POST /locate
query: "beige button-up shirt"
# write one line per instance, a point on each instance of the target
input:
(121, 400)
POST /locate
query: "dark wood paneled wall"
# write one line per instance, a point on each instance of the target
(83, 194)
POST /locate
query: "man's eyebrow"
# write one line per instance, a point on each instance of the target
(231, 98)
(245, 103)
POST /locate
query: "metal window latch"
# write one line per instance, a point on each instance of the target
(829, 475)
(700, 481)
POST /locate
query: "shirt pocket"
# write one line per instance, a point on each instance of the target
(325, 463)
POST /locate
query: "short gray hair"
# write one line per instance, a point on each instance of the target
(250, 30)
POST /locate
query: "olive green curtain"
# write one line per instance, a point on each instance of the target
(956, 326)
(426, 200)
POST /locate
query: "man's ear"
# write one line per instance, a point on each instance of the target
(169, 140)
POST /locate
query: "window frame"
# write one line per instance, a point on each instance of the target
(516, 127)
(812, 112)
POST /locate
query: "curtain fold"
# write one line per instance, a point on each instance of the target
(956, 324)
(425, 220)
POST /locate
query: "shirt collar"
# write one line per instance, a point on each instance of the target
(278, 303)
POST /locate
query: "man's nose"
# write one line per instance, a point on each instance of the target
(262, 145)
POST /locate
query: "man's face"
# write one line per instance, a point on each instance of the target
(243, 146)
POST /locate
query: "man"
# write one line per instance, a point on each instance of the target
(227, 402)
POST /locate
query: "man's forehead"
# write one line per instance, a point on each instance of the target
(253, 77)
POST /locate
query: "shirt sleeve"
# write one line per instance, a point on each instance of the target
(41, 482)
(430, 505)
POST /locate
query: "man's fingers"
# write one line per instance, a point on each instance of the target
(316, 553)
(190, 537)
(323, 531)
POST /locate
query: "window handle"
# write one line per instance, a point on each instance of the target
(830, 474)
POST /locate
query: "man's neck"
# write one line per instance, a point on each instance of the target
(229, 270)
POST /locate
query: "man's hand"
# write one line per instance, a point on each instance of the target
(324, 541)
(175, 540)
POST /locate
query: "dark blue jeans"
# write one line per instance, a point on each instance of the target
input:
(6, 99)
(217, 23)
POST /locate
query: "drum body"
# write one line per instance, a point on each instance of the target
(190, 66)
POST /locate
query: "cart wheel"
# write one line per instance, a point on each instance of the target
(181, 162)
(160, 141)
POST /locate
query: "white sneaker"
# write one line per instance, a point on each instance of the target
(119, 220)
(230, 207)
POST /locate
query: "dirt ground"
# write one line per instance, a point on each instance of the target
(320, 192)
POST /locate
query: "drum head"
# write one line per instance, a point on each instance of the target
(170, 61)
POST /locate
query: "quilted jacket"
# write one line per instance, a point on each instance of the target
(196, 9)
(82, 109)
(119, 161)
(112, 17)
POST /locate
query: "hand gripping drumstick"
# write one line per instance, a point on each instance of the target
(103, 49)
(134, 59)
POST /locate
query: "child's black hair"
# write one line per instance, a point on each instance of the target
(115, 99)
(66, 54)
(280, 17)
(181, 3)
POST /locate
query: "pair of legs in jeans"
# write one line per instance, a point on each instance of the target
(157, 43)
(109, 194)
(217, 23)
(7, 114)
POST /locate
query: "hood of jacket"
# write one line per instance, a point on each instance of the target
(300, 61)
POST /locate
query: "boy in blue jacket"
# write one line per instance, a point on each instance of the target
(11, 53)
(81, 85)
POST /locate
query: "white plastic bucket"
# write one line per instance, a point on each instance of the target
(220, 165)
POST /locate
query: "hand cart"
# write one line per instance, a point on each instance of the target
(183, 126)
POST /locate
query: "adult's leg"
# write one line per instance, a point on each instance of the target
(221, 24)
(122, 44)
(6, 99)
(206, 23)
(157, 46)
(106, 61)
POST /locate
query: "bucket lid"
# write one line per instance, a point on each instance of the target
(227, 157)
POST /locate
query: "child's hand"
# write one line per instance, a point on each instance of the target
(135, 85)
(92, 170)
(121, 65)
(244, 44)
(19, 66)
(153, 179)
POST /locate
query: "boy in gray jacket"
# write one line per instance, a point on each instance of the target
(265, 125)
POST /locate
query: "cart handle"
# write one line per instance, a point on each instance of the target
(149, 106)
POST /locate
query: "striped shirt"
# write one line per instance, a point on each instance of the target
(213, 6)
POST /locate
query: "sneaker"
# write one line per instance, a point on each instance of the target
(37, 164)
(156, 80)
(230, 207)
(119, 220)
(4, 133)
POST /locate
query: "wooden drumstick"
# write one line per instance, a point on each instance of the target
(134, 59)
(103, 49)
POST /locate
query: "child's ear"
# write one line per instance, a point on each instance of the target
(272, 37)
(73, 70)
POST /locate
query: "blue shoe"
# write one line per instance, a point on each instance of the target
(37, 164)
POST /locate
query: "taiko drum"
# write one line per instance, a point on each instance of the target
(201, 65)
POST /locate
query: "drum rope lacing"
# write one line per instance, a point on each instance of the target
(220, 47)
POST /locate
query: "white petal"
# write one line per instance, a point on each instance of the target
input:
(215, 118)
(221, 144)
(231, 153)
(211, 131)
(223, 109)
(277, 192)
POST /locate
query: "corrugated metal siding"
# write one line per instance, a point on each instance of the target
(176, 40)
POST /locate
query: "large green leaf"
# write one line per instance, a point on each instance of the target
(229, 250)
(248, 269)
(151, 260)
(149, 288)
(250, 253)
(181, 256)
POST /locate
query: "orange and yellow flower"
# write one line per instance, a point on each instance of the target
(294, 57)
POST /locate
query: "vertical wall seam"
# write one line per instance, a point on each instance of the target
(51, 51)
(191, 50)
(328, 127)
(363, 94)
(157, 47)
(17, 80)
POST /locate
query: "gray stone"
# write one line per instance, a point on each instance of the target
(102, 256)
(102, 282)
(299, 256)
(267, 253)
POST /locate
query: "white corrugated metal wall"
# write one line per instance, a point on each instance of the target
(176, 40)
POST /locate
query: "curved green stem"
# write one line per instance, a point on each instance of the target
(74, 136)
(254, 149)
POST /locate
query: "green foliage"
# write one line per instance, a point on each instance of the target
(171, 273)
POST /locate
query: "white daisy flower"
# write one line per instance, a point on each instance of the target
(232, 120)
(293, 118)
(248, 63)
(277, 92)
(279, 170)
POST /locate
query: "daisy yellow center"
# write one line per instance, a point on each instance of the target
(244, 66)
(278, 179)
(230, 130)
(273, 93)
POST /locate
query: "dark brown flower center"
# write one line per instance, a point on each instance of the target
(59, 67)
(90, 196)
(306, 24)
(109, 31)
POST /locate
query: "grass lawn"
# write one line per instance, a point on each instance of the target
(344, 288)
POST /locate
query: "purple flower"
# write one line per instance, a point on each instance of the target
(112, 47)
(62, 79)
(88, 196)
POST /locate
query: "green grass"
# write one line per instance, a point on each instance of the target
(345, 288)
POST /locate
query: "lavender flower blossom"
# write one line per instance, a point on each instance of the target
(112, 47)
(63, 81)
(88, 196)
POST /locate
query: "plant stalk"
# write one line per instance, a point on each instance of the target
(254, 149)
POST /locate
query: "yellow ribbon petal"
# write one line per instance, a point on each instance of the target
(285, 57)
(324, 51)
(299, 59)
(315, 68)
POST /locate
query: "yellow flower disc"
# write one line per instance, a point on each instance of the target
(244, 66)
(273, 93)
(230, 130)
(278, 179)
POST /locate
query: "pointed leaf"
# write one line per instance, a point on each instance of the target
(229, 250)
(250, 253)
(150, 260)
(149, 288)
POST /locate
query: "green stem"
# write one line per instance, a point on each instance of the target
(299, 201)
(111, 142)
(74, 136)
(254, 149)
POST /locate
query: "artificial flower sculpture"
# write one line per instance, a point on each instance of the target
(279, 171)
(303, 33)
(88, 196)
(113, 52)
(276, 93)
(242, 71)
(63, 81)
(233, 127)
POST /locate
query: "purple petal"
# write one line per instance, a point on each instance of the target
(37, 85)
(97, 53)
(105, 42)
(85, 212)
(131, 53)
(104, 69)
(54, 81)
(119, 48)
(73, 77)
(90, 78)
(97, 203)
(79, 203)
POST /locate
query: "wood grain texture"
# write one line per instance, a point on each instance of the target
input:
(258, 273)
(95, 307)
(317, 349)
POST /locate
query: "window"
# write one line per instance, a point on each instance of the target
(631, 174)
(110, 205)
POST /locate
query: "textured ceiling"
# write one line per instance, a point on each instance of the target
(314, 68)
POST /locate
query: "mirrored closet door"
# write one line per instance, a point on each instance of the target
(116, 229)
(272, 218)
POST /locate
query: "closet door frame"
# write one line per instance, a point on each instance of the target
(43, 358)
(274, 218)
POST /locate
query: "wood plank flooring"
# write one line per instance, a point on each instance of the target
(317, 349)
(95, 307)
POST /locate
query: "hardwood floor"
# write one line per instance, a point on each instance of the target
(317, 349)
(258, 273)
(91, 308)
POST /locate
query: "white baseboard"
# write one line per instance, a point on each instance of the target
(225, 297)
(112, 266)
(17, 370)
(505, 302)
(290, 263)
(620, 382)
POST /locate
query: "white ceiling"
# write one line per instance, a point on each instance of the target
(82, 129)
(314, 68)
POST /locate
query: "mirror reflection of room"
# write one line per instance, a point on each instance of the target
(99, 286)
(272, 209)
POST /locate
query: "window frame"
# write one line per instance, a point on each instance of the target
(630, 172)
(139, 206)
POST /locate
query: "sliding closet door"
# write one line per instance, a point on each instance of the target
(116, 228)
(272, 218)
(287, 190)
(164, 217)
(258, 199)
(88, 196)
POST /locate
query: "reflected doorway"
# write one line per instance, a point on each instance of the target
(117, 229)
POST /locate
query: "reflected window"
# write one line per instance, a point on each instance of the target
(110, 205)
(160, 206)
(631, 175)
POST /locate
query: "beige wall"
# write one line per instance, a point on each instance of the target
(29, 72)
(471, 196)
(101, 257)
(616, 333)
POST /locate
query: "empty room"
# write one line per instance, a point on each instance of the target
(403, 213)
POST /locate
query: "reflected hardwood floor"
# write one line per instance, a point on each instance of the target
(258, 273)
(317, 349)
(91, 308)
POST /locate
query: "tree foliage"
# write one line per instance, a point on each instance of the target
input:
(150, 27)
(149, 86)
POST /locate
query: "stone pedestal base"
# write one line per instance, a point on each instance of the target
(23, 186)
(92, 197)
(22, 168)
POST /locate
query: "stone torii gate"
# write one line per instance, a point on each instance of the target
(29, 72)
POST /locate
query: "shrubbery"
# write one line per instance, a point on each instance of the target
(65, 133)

########################################

Count the lines of the records that contain the string "dark". Give only the number.

3